--- DATA EXCERPTS ---
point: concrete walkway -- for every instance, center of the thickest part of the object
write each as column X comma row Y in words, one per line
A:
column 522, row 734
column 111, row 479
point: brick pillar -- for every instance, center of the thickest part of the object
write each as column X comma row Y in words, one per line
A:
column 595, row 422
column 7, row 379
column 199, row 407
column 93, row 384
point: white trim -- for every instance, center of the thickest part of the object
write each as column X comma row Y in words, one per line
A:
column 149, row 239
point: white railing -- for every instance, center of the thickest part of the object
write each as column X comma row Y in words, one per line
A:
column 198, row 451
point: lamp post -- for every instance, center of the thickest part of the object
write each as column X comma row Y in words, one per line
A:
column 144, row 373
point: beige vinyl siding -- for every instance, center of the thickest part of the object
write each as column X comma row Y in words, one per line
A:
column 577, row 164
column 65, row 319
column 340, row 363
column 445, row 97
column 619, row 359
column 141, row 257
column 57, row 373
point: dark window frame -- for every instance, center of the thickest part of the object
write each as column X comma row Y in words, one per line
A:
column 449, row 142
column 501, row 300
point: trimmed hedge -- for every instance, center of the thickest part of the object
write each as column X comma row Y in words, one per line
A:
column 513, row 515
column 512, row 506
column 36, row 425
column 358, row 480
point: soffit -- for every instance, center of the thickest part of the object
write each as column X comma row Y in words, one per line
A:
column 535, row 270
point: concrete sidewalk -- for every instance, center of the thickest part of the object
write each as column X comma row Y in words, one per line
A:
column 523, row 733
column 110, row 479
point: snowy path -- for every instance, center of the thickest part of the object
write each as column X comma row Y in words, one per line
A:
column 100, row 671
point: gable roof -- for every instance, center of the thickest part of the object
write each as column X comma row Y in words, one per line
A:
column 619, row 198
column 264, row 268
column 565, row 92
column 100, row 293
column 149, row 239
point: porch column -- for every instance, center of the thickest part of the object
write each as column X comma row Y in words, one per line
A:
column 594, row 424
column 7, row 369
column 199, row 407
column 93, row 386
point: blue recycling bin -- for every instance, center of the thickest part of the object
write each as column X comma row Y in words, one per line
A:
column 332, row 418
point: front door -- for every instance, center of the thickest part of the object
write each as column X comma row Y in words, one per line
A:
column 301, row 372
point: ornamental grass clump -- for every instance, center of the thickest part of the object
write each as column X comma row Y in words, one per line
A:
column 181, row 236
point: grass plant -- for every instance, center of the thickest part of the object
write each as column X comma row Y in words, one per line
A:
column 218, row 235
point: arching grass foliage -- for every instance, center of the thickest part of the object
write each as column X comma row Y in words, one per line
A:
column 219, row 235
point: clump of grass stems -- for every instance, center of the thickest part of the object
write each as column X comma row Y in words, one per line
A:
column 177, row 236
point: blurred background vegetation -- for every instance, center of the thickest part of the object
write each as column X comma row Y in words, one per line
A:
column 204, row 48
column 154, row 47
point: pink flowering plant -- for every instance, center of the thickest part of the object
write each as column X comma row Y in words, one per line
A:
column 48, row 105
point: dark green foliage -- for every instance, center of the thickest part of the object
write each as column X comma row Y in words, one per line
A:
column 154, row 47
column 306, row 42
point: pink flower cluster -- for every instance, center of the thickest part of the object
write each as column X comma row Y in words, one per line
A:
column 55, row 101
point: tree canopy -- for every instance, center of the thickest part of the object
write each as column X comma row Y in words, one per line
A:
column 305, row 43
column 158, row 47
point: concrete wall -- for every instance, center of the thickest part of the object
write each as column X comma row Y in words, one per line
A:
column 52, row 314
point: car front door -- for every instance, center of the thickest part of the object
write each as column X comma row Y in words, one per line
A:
---
EXERCISE TASK:
Give these lines again, unchanged, covering all of the material above.

RESPONSE BELOW:
point: concrete walkway -- for every instance, center of the thickest part of the object
write each as column X comma row Y in words, one per line
A:
column 522, row 734
column 111, row 479
point: brick pillar -- for every instance, center of the thickest part of the object
write each as column X comma row Y in words, one per line
A:
column 595, row 422
column 7, row 379
column 199, row 407
column 93, row 384
point: white trim -- for every instance, center of the thickest part of the object
write each as column X comma row Y in words, one per line
A:
column 149, row 239
point: white railing -- for every instance, center of the thickest part of the object
write each as column X comma row Y in words, one per line
A:
column 198, row 451
point: lamp post -- for every instance, center of the thickest part of the object
write each as column X comma row Y in words, one per line
A:
column 144, row 373
point: beige vinyl siding -- for every instance, center of the thickest part of the object
write each as column X comma row Y in words, one per line
A:
column 577, row 164
column 65, row 319
column 340, row 363
column 445, row 97
column 619, row 359
column 141, row 257
column 57, row 373
point: dark window frame -- for every instance, center of the thickest part of the object
write each as column X comma row Y in words, one per line
A:
column 449, row 142
column 501, row 300
point: trimmed hedge -- for every instance, center of the thickest part of the object
write each as column X comma row Y in words, one per line
A:
column 513, row 515
column 512, row 506
column 36, row 425
column 358, row 480
point: soffit -- for every instance, center of the thickest part of the object
write each as column X comma row Y in words, one per line
A:
column 535, row 270
point: concrete sidewalk -- for every instance, center of the thickest part of the object
write each as column X comma row Y in words, one per line
A:
column 523, row 733
column 110, row 479
point: snowy path -- for every instance, center of the thickest part of the object
write each as column X comma row Y in words, one per line
A:
column 100, row 671
point: gable roof -- for every instance, center of the thickest part of the object
write each as column X comma row Y in words, one per line
A:
column 619, row 198
column 264, row 268
column 565, row 92
column 100, row 293
column 149, row 239
point: porch column -- for every instance, center of the thickest part of the object
write each as column X comma row Y in words, one per line
A:
column 594, row 424
column 7, row 369
column 199, row 407
column 93, row 386
point: blue recycling bin -- for every instance, center of the thickest part of the object
write each as column X comma row Y in words, one per line
A:
column 332, row 418
point: front door -- for every instance, center of the thickest part of the object
write each as column X comma row Y in words, one per line
A:
column 301, row 372
point: ornamental grass clump -- for every instance, center of the thickest part of the object
write each as column X comma row Y in words, one per line
A:
column 181, row 236
point: grass plant -- for every instance, center of the thickest part of the object
write each as column X comma row Y in words, one per line
A:
column 218, row 235
point: arching grass foliage -- for every instance, center of the thickest part of the object
write each as column X comma row Y in words, one per line
A:
column 219, row 235
point: clump of grass stems -- for every instance, center of the thickest part of the object
write each as column X comma row Y in words, one per line
A:
column 177, row 236
point: blurred background vegetation -- for every instance, center of the thickest part of the object
write each as column X comma row Y in words, one per line
A:
column 204, row 48
column 154, row 47
point: pink flowering plant -- for every instance, center of the thickest part of the object
write each as column X comma row Y in words, one per line
A:
column 48, row 105
point: dark green foliage -- for every instance, center of the thickest part of the object
write each as column X comma row Y in words, one per line
A:
column 154, row 47
column 306, row 42
point: pink flower cluster -- for every instance, center of the thickest part of the object
write each as column X comma row Y in words, one per line
A:
column 55, row 101
point: tree canopy -- for every instance, center of the thickest part of the object
write each as column X comma row Y in words, one per line
A:
column 305, row 43
column 158, row 47
point: concrete wall -- for every instance, center of the thickest part of the object
write each as column X comma row Y in words, one per line
A:
column 52, row 314
point: car front door -- for every instance, center of the thickest part of the object
write each as column X comma row Y in words, one per line
A:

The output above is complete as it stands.